» **DATA EXTRACTS**
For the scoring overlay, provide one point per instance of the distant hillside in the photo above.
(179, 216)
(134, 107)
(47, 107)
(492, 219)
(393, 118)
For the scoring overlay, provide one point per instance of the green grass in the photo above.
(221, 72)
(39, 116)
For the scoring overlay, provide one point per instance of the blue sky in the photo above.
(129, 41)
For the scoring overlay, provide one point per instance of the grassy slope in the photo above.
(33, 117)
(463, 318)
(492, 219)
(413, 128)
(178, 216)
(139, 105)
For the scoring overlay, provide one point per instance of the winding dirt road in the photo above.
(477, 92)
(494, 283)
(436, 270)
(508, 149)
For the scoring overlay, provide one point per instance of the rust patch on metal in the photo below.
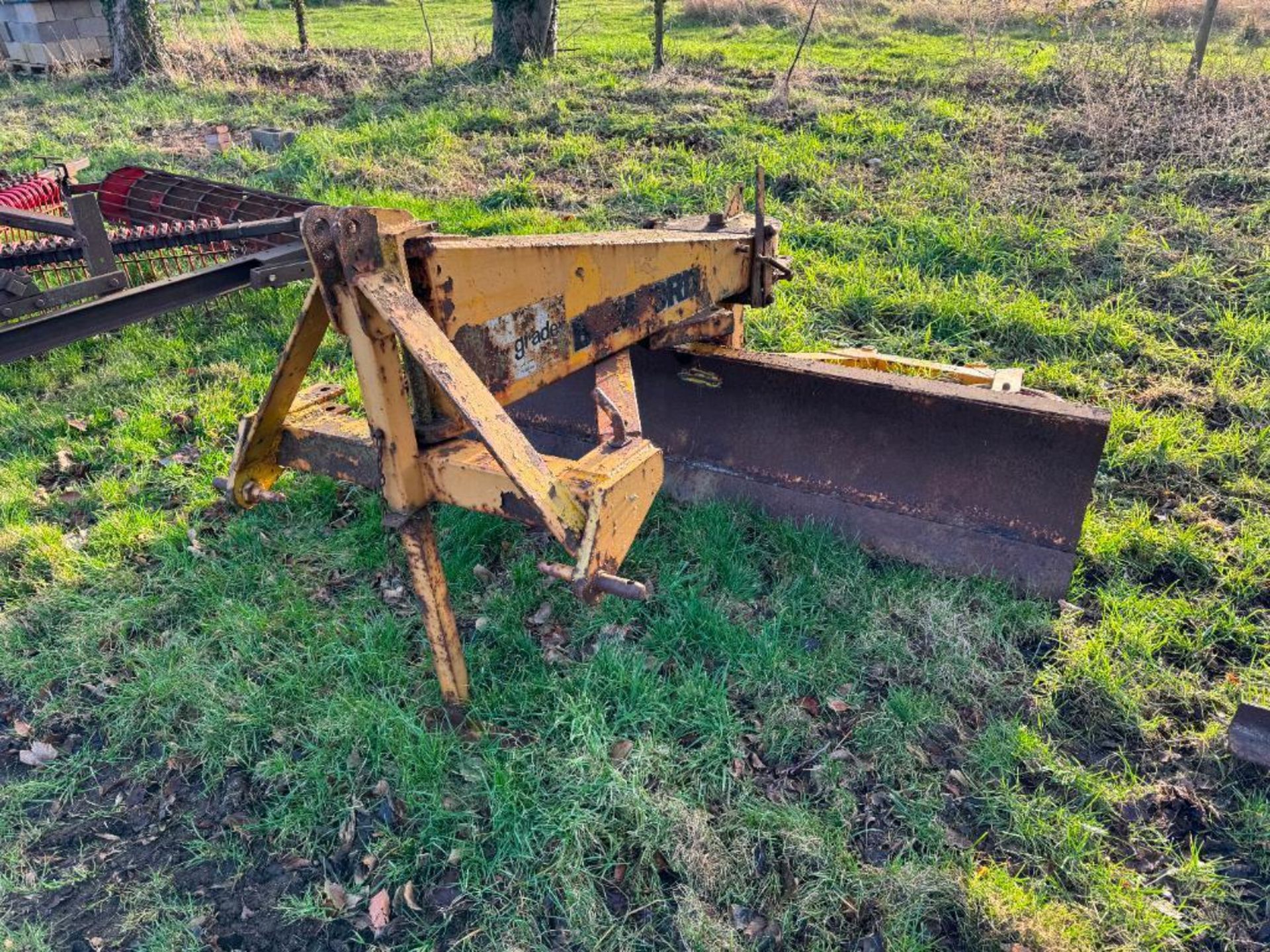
(959, 477)
(596, 325)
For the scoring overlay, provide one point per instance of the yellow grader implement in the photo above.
(563, 381)
(447, 332)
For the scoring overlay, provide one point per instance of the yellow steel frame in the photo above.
(487, 321)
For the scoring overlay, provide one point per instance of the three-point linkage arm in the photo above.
(446, 331)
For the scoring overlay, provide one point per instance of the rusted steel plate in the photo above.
(960, 479)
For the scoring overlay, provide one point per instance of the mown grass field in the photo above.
(794, 744)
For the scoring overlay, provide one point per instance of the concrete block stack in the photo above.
(42, 34)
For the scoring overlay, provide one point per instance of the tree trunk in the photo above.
(302, 24)
(1206, 30)
(658, 34)
(524, 30)
(136, 38)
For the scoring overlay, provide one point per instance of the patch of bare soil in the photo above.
(110, 843)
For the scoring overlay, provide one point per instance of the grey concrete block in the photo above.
(71, 9)
(58, 30)
(272, 140)
(93, 27)
(38, 12)
(24, 32)
(36, 54)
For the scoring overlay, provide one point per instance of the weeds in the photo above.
(990, 771)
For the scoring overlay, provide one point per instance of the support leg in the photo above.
(427, 576)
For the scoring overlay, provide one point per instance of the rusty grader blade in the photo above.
(1250, 734)
(962, 479)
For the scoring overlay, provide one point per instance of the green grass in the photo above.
(1035, 734)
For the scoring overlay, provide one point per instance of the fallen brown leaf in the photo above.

» **WHAT THE TASK REQUIRES**
Exclude every picture, then reproduce the remaining data character for character.

» **WRITTEN REPLY**
For the scoring overlay, provide one point per instance of the distant hillside in the photo above.
(179, 216)
(134, 107)
(47, 107)
(492, 219)
(393, 118)
For the scoring overlay, provide one point per instance of the green grass in the photo above.
(221, 72)
(39, 116)
For the scoring overlay, provide one point per instance of the blue sky in the photo above.
(129, 41)
For the scoring overlay, provide one point per instance of the grassy slope in the photo above.
(33, 117)
(463, 318)
(492, 219)
(413, 128)
(178, 216)
(139, 105)
For the scoring overlay, provide one point per instance of the winding dirt road in the photo above.
(477, 92)
(494, 283)
(436, 270)
(508, 149)
For the scoring overlay, provide one point per instance of the rust patch on metal in the photo below.
(959, 477)
(596, 325)
For the scoring overlay, provide one point per instance of the yellow grader implement in the photo above.
(563, 381)
(447, 332)
For the scoring overlay, provide one point per instance of the yellow steel frame in the photo above.
(487, 321)
For the scoring overlay, provide one point per instance of the three-point linkage arm in the photo above.
(446, 331)
For the scoring overlay, provide one point per instance of the rusted steel plate in the photo above.
(960, 479)
For the scoring overlay, provide one point per instance of the mown grass field in the photo above.
(794, 744)
For the scoring overlay, provide one point per instance of the concrete block stack in the photo above.
(42, 34)
For the scoring overlay, provide one point per instance of the tree trunk in the photo above.
(302, 24)
(1206, 30)
(658, 34)
(524, 30)
(136, 38)
For the scoring overlay, provide one point per instance of the patch of bare soil in the photo above.
(110, 843)
For the scoring overlay, provide one point per instance of the grey concrete block in the photo above.
(71, 9)
(58, 30)
(272, 140)
(93, 27)
(38, 12)
(24, 32)
(36, 54)
For the scoring overlay, provide one point per instance of the weeds in the photo above.
(990, 771)
For the scoring overlay, provide one point per instance of the support leg in the photo above.
(427, 576)
For the scoring overlay, provide one point per instance of the rusty grader blade in the photo above.
(1250, 734)
(962, 479)
For the scoring overlay, provide one point per instance of the green grass in the photo above.
(1035, 734)
For the scoring overlay, provide one point per instance of the fallen brown leaf in the photo above.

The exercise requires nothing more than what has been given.